#### What is asked:
Pull out every line of the entries below that contains the string "fixture", treating uppercase and lowercase as distinct.

#### Material to process:
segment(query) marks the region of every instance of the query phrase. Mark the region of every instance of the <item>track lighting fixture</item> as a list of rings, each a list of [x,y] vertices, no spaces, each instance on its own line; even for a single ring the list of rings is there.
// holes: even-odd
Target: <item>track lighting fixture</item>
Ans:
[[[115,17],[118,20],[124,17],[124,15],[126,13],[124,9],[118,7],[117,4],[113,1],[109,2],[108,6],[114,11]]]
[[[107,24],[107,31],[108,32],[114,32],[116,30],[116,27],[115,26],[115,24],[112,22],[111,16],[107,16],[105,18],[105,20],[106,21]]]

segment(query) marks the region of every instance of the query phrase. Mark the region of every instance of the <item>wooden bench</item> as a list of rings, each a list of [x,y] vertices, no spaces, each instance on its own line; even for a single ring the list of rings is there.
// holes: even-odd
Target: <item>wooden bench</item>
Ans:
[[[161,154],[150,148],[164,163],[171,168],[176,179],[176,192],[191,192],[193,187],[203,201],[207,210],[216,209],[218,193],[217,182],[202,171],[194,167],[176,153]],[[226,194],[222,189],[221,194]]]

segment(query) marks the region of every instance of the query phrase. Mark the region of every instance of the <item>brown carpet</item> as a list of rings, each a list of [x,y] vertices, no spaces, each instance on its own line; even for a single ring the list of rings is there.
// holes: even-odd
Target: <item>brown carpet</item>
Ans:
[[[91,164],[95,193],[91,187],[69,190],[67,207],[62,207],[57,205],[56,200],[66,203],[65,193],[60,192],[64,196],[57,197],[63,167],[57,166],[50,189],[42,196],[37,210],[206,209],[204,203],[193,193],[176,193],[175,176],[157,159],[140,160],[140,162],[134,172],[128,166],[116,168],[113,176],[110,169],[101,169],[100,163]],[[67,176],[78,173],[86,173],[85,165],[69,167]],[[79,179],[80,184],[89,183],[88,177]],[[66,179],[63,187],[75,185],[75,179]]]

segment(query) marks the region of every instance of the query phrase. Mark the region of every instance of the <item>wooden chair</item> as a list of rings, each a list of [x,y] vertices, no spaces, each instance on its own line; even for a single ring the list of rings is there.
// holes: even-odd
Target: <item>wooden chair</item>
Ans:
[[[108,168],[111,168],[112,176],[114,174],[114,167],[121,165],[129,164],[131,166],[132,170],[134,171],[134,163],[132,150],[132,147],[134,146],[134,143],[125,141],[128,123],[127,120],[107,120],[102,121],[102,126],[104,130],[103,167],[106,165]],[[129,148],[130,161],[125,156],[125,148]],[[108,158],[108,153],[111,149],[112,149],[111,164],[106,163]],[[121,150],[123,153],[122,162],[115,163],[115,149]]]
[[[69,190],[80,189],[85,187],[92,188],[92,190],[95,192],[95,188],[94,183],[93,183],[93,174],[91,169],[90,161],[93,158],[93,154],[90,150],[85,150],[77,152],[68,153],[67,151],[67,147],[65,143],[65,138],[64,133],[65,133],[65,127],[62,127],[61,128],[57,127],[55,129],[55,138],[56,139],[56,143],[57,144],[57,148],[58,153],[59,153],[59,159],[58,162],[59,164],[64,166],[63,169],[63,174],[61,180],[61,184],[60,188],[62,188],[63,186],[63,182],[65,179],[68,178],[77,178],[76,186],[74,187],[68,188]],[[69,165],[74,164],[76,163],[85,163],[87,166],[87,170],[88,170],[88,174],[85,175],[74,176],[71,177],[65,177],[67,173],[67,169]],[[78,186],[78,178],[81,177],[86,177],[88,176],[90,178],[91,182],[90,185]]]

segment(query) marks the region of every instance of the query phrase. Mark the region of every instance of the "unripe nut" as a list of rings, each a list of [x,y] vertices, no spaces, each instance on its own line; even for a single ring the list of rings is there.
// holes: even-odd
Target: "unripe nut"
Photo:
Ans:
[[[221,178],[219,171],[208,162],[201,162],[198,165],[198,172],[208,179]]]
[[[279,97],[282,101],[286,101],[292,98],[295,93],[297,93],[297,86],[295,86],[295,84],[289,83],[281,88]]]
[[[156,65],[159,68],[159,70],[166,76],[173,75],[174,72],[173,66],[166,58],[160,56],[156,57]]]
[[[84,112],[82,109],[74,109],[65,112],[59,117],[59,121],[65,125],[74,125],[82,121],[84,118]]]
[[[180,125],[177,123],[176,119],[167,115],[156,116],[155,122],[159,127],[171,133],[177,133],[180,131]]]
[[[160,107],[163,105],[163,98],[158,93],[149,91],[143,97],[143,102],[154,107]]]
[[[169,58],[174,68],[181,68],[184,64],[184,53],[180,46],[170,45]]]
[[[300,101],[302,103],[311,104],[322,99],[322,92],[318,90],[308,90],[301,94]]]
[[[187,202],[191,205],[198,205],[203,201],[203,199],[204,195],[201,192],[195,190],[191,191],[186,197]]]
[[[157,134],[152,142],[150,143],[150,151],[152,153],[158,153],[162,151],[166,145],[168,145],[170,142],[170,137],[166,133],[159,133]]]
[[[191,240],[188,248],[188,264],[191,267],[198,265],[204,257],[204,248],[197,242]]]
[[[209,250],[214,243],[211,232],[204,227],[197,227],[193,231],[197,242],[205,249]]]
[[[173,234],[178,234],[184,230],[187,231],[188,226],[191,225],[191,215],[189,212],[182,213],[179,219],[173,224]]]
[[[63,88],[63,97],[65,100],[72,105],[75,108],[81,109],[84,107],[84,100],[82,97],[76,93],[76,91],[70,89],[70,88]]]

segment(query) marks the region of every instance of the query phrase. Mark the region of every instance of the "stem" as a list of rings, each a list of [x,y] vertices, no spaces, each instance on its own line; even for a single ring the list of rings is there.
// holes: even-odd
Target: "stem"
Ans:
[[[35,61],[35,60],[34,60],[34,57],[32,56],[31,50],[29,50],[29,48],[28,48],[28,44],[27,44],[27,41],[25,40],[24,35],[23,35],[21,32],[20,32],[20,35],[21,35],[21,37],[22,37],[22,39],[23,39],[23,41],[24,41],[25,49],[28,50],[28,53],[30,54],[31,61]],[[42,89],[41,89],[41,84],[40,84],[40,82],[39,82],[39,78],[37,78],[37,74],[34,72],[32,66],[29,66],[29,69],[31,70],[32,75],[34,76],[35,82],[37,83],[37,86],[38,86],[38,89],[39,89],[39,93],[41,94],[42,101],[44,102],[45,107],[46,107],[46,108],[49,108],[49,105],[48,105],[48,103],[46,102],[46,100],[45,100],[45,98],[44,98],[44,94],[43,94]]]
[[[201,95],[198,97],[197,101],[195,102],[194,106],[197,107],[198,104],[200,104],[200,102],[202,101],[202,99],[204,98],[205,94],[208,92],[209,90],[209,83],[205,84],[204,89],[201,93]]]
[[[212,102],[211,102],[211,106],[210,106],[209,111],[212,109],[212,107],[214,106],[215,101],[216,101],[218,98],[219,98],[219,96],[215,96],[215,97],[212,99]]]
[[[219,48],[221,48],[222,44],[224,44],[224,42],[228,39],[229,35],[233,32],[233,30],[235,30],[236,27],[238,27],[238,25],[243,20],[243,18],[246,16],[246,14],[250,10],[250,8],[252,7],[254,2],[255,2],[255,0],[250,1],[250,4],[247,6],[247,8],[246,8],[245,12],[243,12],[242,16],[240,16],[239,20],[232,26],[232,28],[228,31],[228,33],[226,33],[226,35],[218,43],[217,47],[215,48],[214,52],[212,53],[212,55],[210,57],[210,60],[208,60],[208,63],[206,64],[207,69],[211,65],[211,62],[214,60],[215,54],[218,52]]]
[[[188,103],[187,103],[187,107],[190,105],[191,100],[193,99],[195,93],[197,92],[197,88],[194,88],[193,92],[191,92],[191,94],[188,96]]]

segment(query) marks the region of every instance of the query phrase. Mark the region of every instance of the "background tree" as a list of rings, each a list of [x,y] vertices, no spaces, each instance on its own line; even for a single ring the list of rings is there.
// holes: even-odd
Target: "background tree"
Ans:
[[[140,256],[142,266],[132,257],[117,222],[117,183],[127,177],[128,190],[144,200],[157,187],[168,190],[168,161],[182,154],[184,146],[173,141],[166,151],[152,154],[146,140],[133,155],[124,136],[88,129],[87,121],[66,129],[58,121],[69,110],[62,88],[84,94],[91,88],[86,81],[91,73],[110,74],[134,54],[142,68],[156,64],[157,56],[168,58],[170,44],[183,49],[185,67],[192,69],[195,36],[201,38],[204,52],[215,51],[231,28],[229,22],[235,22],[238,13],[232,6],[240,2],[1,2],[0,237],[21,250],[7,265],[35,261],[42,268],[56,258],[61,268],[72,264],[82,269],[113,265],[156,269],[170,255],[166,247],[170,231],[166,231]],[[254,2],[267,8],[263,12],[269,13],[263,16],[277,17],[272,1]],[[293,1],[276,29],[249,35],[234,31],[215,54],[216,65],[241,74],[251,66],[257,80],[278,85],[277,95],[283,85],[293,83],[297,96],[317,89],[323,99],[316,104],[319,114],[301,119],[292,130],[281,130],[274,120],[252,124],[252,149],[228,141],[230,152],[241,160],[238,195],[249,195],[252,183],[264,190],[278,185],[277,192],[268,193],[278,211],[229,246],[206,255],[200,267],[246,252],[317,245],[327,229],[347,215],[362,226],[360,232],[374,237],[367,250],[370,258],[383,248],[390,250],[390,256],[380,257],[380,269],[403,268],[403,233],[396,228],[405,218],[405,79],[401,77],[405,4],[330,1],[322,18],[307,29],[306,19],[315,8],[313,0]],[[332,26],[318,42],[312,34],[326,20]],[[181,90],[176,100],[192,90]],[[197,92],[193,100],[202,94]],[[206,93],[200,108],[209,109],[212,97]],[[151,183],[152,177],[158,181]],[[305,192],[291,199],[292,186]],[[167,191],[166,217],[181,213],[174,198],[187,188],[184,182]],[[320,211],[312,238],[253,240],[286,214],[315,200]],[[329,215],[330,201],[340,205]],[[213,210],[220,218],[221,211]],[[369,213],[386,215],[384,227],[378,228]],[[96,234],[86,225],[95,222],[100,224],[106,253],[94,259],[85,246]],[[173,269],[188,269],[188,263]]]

#### Written answer:
segment(query) marks the region of every instance of the query phrase. Mark the region of every instance of the <item>track lighting fixture</item> as a list of rings, each a list of [x,y] vertices, no spaces, each instance on its own line; even for a single ring the list of rings is there.
Target: <item>track lighting fixture</item>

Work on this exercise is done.